● **Written exercise A**: In the excerpt on test-time training benchmarks, after roughly how many tokens does Mamba's perplexity plateau at 32k context on Books3?

● **Excerpt**:
Start

Vision benchmarks (original TTT, 2020)

On CIFAR-10-C, which applies 15 standard corruption types at five severities to the CIFAR-10 test set, the original TTT recipe improved over standard and pretraining-only baselines without hurting clean-data accuracy. The online variant improved further as more test samples were processed.^[1] On ImageNet-C, the larger-scale counterpart, the paper reports gains that grow with the size of the test stream, consistent with the model's slow adaptation to the corruption.^[1] The paper also evaluates on additional shift benchmarks including video robustness datasets, and reports consistent improvements over the baselines used.^[1]

Language modeling on The Pile and Books3 (TTT layers, 2024)

The TTT-layers paper trains models from 125M to 1.3B parameters on The Pile at 2k and 8k context lengths and on Books3 at 32k context. The paper reports that at 2k context, TTT-Linear, Mamba, and a Transformer baseline have "mostly overlapping" perplexity curves across scales. At 8k context, both TTT-Linear and TTT-MLP perform "significantly better" than Mamba, with an example 1.3B perplexity around 11.09 in the ablation Tables of the paper (compared to roughly 15.23 for a linear-attention baseline). At 32k context on Books3, the Transformer and the TTT variants continue reducing perplexity as context grows, while Mamba plateaus after roughly 16k tokens.^[2] TTT-MLP achieves better perplexity than TTT-Linear at every scale tested, but its larger inner MLP creates additional memory-I/O pressure that partially offsets the quality gain.^[2]

ARC-AGI (TTT for few-shot learning, 2024)

End

● **Material for this exercise**:
Start

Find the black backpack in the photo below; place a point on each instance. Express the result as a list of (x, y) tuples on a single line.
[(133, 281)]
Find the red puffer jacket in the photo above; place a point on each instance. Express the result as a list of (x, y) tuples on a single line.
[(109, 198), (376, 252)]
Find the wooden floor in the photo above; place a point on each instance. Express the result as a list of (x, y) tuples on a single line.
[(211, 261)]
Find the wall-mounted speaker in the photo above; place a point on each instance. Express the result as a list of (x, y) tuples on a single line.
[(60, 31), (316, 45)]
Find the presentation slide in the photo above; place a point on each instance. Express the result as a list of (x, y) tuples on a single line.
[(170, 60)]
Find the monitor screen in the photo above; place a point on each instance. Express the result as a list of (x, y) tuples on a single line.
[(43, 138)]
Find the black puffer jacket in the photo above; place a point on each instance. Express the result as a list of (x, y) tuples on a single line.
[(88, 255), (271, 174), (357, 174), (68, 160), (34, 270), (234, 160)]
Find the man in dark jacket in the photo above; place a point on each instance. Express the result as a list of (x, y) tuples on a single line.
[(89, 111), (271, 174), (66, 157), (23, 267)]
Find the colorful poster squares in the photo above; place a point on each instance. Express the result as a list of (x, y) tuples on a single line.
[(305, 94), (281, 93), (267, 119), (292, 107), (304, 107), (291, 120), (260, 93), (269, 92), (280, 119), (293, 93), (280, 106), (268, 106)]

End

● **Written exercise B**: Write out the stretch of the records from their beginning through the line containing "[(89, 111), (271, 174), (66, 157), (23, 267)]", with both ends included and every line unchanged.

● **Task response A**: After roughly 16k tokens.

● **Task response B**:
Find the black backpack in the photo below; place a point on each instance. Express the result as a list of (x, y) tuples on a single line.
[(133, 281)]
Find the red puffer jacket in the photo above; place a point on each instance. Express the result as a list of (x, y) tuples on a single line.
[(109, 198), (376, 252)]
Find the wooden floor in the photo above; place a point on each instance. Express the result as a list of (x, y) tuples on a single line.
[(211, 261)]
Find the wall-mounted speaker in the photo above; place a point on each instance. Express the result as a list of (x, y) tuples on a single line.
[(60, 31), (316, 45)]
Find the presentation slide in the photo above; place a point on each instance. Express the result as a list of (x, y) tuples on a single line.
[(170, 60)]
Find the monitor screen in the photo above; place a point on each instance. Express the result as a list of (x, y) tuples on a single line.
[(43, 138)]
Find the black puffer jacket in the photo above; place a point on each instance. Express the result as a list of (x, y) tuples on a single line.
[(88, 255), (271, 174), (357, 174), (68, 160), (34, 270), (234, 160)]
Find the man in dark jacket in the photo above; place a point on each instance. Express the result as a list of (x, y) tuples on a single line.
[(89, 111), (271, 174), (66, 157), (23, 267)]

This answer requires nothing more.